What you will do:
In the passage below about "The Shear," where had the writer recently returned from a fishing trip?

─── Extract provided ───

Then the real punch line came. He warned us that it would feel like we were free-falling, but that he was simply dropping the altitude quickly to get us out of this wind current and back to a more desirable speed. After a few seconds of our stomachs being in our throats, the plane quit shuddering, and we resumed our flight without other distractions, as if nothing had happened — although I'm not sure anyone went back to sleep. In this case, "The Shear" was a dangerous place for us and made our flight much more "exciting" than we wanted.
Recently, I've returned from a fishing trip in Alaska. With the combined flows of glacial run off, strong ocean currents, flowing streams, and radical tides, the bay waters are full of shearing currents. While these shearing currents can be dangerous to swimmers and small boats, "The Shear" of these currents is rich in nutrients and small organisms where bait fish and other food sources can be found. These are also the places where big fish and whales hang out looking for easy meals. In this case, "The Shear" was an exciting place for us to be.
We often face the effects of "The Shear" in our walk with Jesus. Jesus spent much of his time in "The Shear" himself. His example helps us answer a crucial question that naturally arises as we try to live out "The Jesus Vibe": What happens when our core values appear to collide ... maybe even conflict ... or at least seem to not connect? What do we do then? What does "The Jesus Vibe" call us to do in "The Shear" of these two strong currents in our lives?

─── Dataset ───

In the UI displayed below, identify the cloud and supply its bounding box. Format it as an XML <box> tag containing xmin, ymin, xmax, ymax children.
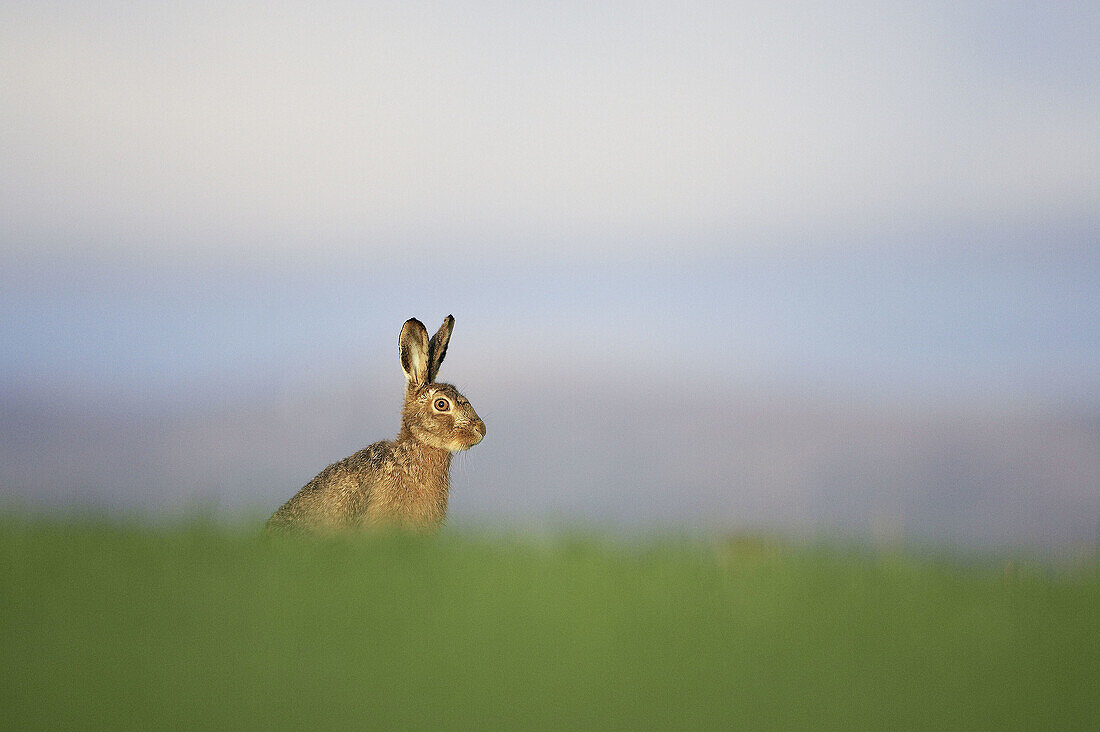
<box><xmin>0</xmin><ymin>2</ymin><xmax>1100</xmax><ymax>255</ymax></box>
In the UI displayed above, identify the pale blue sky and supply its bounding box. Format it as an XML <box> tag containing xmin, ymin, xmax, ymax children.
<box><xmin>0</xmin><ymin>0</ymin><xmax>1100</xmax><ymax>539</ymax></box>
<box><xmin>0</xmin><ymin>1</ymin><xmax>1100</xmax><ymax>263</ymax></box>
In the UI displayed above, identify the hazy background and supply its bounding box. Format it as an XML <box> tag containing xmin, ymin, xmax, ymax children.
<box><xmin>0</xmin><ymin>0</ymin><xmax>1100</xmax><ymax>547</ymax></box>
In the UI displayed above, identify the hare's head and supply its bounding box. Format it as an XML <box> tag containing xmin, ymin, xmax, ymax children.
<box><xmin>398</xmin><ymin>315</ymin><xmax>485</xmax><ymax>452</ymax></box>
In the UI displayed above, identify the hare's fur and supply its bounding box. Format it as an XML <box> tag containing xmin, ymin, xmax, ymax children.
<box><xmin>266</xmin><ymin>316</ymin><xmax>485</xmax><ymax>532</ymax></box>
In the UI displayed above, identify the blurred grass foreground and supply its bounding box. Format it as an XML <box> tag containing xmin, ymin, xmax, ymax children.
<box><xmin>0</xmin><ymin>517</ymin><xmax>1100</xmax><ymax>730</ymax></box>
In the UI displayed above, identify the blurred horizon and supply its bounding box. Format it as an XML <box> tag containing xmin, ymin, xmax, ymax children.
<box><xmin>0</xmin><ymin>1</ymin><xmax>1100</xmax><ymax>546</ymax></box>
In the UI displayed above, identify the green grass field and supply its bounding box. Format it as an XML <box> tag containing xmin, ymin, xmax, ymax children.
<box><xmin>0</xmin><ymin>517</ymin><xmax>1100</xmax><ymax>730</ymax></box>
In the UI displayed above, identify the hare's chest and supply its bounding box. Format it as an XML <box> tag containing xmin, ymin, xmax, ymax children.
<box><xmin>367</xmin><ymin>473</ymin><xmax>449</xmax><ymax>528</ymax></box>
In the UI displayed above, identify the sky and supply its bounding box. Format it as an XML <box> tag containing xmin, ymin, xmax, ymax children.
<box><xmin>0</xmin><ymin>1</ymin><xmax>1100</xmax><ymax>544</ymax></box>
<box><xmin>0</xmin><ymin>2</ymin><xmax>1100</xmax><ymax>263</ymax></box>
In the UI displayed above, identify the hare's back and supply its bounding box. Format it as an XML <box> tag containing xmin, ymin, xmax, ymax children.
<box><xmin>267</xmin><ymin>440</ymin><xmax>391</xmax><ymax>531</ymax></box>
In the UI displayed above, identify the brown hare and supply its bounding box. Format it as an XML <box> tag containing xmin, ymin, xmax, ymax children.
<box><xmin>265</xmin><ymin>315</ymin><xmax>485</xmax><ymax>533</ymax></box>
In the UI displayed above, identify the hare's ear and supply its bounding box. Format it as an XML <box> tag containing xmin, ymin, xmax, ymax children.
<box><xmin>397</xmin><ymin>318</ymin><xmax>428</xmax><ymax>386</ymax></box>
<box><xmin>428</xmin><ymin>315</ymin><xmax>454</xmax><ymax>383</ymax></box>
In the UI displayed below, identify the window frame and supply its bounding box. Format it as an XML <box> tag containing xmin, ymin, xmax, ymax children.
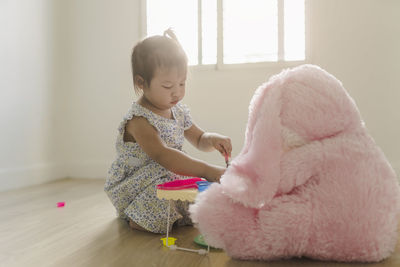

───

Result of the task:
Alaska.